## 주어진 문제
"Prompt = Locate the concrete dock" 문구가 있는 줄부터 "473,0 -> 738,265" 문구가 있는 줄까지(양 끝 줄 포함)의 항목을 다시 적어 주세요. "work boot" 표현만 "safety boot" 표현으로 바꾸고 나머지는 그대로 둡니다.

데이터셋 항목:
= = = =

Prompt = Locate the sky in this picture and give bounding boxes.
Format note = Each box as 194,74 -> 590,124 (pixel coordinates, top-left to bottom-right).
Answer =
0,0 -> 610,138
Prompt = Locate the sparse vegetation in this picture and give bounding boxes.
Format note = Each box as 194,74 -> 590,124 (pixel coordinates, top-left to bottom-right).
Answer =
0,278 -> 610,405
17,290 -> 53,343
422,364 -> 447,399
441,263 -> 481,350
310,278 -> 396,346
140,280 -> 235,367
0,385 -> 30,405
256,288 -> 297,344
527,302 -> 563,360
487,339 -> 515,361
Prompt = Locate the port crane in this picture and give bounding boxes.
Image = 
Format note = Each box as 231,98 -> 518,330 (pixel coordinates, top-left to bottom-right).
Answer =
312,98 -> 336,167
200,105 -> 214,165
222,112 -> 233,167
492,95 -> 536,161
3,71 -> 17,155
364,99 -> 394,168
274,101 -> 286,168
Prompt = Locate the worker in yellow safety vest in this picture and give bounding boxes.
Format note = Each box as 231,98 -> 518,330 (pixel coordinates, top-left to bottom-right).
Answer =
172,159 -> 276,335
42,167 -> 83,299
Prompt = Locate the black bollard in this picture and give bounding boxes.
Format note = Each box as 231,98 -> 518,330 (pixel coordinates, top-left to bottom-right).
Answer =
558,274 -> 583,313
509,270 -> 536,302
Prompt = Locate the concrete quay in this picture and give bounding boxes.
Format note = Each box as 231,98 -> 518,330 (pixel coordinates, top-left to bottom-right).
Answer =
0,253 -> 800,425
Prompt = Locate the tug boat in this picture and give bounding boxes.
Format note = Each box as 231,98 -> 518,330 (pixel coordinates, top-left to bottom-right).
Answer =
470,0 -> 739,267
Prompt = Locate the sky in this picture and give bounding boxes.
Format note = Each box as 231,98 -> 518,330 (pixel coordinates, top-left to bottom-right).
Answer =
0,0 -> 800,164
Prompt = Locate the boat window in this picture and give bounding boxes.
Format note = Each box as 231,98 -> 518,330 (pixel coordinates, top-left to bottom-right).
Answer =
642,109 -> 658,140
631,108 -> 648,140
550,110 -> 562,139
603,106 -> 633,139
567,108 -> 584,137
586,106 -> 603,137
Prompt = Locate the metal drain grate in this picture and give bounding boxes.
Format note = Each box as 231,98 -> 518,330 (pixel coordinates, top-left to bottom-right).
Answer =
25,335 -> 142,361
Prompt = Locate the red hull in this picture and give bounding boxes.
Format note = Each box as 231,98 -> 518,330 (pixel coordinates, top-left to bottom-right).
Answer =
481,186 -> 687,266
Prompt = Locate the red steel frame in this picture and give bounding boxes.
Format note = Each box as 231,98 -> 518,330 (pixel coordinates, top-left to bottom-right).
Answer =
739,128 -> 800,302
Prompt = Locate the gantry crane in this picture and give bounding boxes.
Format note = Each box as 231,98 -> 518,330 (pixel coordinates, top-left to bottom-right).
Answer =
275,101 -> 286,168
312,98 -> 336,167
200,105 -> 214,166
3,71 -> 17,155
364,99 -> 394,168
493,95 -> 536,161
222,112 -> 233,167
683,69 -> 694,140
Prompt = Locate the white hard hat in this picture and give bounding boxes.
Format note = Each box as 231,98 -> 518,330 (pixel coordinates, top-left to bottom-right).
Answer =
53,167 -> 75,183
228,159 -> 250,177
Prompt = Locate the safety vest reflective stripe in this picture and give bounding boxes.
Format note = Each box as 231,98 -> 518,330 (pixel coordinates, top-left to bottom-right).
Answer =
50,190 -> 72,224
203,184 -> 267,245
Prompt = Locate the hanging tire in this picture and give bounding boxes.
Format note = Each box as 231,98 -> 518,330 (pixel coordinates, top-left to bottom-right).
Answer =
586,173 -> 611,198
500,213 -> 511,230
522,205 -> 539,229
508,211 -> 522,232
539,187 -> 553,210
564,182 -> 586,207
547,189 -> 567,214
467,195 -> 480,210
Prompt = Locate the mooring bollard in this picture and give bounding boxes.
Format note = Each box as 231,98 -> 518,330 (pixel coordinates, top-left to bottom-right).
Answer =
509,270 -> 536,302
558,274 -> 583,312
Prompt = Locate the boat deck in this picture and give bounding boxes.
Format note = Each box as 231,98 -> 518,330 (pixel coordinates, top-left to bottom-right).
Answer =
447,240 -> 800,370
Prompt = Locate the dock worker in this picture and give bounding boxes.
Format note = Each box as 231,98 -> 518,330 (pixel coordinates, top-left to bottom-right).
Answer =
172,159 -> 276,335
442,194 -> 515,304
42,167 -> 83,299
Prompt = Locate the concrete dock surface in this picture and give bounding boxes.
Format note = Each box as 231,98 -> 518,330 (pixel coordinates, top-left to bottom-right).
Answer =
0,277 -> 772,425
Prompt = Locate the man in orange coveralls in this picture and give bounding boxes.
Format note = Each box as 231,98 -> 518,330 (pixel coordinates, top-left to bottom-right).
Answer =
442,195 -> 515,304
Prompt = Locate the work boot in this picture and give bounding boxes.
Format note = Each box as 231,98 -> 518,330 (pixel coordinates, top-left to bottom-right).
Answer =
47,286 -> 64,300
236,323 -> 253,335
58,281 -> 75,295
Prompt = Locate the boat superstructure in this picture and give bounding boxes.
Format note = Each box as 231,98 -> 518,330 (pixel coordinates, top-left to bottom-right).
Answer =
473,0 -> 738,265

= = = =

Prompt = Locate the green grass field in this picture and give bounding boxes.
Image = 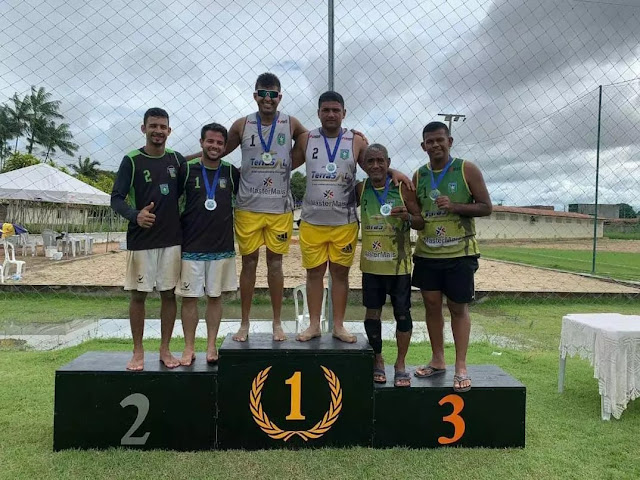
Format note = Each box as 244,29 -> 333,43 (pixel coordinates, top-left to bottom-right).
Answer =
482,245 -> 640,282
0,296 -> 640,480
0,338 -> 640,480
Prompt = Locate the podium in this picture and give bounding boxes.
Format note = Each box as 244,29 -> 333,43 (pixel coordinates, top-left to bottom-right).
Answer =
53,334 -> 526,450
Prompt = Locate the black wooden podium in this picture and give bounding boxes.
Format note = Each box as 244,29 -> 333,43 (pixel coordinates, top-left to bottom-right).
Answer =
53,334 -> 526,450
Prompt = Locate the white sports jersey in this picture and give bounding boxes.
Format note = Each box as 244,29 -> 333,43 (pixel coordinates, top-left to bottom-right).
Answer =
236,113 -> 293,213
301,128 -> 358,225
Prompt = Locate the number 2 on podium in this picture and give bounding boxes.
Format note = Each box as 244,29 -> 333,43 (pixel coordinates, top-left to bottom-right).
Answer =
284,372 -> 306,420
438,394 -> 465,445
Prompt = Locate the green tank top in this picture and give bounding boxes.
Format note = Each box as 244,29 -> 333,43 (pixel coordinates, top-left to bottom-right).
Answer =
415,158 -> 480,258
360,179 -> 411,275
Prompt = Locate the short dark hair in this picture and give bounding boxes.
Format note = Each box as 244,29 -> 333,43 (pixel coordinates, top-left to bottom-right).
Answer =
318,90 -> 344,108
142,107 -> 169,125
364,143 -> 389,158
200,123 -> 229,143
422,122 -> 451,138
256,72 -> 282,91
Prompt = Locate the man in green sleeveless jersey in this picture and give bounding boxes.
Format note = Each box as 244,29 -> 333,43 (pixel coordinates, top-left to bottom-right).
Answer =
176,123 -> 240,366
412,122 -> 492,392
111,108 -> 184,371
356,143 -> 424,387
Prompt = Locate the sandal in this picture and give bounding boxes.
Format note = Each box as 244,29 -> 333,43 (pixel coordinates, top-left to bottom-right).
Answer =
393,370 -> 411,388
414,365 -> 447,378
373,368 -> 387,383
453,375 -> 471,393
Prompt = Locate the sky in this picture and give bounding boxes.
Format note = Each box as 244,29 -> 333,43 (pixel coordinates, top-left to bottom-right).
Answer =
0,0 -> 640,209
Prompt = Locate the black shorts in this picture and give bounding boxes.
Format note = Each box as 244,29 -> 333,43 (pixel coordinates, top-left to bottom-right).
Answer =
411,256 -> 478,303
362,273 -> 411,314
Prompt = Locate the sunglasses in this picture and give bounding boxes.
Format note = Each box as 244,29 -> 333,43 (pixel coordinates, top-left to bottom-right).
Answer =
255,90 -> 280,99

= = = =

## 전체 답변
Prompt = Locate the concrete dock surface in this picture and give bounding boxes.
Format note = Each box as 231,98 -> 518,330 (pixel coordinates, top-left to bottom-right).
Answer =
0,277 -> 772,425
Prompt = Locate the man in orange coveralls in this picture and give bounding boxes.
Format note = Each box as 231,98 -> 518,330 (pixel coordinates, top-left to bottom-right).
Answer =
442,195 -> 515,304
Prompt = Locate the safety boot in this picture and give bounding boxes.
Format note = Each box as 231,98 -> 518,330 (pixel coordinates, top-left to bottom-right).
Answer =
47,286 -> 64,300
236,323 -> 253,335
58,281 -> 75,295
Prompt = Locate the boat superstructure in this picture and give bounding boxes.
Format note = Each box as 231,98 -> 518,330 (pixel coordinates, top-left to bottom-right).
Answer =
473,0 -> 738,265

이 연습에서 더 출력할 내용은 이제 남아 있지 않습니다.